WORK INSTRUCTIONS
Pull each line holding the word "grass" from the data.

DATA TO USE

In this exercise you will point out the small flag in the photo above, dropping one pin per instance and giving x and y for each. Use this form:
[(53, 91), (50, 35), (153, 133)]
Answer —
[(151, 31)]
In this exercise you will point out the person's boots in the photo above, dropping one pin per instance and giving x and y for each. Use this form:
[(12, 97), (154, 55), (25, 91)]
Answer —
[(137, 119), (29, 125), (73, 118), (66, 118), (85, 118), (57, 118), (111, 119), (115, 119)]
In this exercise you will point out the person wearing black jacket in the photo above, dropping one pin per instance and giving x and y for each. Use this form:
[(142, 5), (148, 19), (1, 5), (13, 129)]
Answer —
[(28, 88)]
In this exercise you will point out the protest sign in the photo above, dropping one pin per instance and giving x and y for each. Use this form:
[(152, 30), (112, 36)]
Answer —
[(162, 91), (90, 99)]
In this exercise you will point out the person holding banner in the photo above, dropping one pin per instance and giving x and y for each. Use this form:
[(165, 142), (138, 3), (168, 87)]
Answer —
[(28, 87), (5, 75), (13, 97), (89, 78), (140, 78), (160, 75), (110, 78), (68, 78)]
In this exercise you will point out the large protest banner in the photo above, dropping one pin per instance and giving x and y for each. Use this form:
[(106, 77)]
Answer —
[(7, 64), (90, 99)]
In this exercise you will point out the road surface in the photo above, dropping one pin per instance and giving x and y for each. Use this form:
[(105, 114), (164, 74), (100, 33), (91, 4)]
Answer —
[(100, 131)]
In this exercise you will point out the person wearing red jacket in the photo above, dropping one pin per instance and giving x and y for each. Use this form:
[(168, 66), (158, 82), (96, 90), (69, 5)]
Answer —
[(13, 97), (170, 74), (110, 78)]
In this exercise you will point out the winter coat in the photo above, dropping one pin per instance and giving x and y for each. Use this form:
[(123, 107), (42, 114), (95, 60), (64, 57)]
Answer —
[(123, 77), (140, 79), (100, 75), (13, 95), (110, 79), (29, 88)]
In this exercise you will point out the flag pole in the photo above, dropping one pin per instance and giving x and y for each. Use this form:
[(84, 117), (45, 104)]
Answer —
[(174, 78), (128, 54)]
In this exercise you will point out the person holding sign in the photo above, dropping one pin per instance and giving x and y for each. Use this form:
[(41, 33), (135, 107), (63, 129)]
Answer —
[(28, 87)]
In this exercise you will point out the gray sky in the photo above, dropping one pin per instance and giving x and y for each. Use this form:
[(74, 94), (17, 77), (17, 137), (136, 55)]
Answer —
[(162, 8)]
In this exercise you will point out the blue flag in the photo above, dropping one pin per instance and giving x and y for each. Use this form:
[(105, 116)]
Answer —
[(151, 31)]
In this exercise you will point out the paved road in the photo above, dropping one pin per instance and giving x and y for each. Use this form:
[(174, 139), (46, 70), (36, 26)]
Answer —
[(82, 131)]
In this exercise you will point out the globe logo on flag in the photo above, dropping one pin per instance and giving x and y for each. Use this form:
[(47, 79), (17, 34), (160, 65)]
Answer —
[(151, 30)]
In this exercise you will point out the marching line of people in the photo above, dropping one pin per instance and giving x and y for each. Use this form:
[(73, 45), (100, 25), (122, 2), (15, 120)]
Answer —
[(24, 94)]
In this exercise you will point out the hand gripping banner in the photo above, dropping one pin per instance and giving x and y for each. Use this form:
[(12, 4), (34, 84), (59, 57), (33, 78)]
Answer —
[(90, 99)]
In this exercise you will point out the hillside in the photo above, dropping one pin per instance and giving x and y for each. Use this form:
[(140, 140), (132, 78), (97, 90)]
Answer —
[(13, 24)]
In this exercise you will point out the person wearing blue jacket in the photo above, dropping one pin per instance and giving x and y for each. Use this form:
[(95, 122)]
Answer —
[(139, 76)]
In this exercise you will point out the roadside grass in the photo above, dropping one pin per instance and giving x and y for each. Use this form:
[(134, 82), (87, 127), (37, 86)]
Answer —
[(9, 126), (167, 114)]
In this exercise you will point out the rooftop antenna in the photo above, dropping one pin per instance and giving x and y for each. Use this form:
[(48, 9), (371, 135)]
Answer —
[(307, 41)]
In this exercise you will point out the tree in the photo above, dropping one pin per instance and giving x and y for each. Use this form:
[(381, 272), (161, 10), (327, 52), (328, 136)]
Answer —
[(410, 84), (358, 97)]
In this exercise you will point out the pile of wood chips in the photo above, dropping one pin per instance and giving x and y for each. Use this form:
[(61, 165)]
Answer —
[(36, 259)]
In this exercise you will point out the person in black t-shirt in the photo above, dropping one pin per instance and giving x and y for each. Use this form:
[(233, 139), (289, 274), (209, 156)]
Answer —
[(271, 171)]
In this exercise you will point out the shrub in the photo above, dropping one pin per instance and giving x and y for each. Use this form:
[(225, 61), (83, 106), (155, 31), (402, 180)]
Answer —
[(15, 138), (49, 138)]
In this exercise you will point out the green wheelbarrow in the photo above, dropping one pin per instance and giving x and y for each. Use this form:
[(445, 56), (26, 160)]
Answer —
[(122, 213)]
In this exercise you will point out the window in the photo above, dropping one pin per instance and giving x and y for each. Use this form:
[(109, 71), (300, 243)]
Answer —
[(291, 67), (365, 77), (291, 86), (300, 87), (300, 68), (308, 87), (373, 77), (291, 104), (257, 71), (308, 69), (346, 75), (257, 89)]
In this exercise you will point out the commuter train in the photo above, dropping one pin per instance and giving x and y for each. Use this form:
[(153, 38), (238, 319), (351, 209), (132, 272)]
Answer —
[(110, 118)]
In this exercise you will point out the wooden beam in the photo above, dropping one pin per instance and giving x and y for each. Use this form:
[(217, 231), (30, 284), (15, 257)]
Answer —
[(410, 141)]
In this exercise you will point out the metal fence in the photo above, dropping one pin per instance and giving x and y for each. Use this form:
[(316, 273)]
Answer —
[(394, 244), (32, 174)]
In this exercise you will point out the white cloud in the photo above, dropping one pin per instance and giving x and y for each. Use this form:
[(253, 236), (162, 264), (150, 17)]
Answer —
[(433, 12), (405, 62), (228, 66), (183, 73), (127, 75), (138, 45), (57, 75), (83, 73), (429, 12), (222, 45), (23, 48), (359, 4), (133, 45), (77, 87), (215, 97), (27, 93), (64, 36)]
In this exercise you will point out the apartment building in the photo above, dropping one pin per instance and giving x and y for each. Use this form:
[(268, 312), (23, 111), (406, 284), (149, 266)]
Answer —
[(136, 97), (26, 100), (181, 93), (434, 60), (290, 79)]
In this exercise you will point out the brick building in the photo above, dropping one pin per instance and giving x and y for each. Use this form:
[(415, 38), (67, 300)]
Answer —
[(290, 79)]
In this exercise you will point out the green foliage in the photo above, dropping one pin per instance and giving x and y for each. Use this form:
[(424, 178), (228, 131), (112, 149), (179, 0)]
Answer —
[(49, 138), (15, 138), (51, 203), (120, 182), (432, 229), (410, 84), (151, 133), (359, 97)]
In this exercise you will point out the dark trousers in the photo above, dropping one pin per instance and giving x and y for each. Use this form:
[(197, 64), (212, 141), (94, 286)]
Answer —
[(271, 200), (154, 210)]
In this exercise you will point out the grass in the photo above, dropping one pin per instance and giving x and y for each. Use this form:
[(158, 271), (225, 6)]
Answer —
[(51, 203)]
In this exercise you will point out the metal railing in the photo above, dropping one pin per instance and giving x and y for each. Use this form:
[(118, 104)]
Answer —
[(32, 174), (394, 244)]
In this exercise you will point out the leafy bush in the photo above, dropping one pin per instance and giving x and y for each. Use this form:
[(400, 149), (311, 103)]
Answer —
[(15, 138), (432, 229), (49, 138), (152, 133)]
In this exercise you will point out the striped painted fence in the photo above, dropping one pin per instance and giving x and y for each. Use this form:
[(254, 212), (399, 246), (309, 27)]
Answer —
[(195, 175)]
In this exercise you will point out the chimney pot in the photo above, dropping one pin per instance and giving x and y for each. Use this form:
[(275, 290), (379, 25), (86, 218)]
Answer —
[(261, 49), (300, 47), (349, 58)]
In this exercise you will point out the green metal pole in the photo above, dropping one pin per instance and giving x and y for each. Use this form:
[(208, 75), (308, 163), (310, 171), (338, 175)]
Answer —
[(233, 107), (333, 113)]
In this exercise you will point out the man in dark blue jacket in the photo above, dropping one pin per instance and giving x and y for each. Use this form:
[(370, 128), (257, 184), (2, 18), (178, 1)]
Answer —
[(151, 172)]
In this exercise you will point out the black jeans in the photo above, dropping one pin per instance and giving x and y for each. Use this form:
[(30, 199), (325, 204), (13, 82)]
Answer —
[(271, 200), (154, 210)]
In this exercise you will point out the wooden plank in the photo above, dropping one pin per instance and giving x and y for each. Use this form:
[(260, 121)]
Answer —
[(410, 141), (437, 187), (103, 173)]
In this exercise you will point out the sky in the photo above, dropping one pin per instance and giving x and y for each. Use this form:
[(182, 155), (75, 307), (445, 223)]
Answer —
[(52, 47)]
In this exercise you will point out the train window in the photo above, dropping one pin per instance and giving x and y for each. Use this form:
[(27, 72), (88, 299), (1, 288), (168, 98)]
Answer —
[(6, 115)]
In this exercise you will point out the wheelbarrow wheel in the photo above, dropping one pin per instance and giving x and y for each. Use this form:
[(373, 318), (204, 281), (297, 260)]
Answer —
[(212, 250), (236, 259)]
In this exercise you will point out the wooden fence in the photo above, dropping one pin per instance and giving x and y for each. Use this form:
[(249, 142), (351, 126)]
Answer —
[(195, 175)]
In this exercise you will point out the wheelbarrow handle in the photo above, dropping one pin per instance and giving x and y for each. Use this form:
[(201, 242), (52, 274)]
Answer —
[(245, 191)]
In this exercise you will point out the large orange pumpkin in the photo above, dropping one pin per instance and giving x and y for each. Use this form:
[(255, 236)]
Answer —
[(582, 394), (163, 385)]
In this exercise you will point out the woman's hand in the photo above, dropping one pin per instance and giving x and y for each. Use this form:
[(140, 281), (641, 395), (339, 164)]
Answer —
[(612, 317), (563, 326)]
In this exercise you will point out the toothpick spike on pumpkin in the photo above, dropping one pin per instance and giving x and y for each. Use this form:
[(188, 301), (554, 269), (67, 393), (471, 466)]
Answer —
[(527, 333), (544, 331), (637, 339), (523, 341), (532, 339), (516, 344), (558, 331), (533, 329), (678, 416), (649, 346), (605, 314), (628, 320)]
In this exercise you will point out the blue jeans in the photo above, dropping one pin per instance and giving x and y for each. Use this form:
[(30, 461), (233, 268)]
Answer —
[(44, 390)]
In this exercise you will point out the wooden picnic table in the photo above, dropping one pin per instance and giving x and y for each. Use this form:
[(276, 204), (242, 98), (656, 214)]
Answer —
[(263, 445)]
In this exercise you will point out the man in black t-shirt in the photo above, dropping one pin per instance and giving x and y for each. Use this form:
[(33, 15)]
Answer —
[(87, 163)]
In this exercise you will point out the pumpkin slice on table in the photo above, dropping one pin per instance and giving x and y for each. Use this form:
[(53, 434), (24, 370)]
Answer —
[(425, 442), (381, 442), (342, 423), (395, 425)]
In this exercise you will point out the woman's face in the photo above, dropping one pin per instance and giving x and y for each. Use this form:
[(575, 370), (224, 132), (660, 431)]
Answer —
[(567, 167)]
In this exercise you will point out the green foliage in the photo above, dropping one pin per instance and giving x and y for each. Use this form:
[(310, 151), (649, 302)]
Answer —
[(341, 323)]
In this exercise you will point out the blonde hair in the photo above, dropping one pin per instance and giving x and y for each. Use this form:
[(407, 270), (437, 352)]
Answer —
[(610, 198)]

SOLVED PROBLEM
In this exercise you will point out the roadside grass in the photo above, dropping one pin per instance and giving x and y for each. Use this form:
In this exercise you will point out the grass in the photo above, dropping one pin per instance and giving x and y for each. Use this form:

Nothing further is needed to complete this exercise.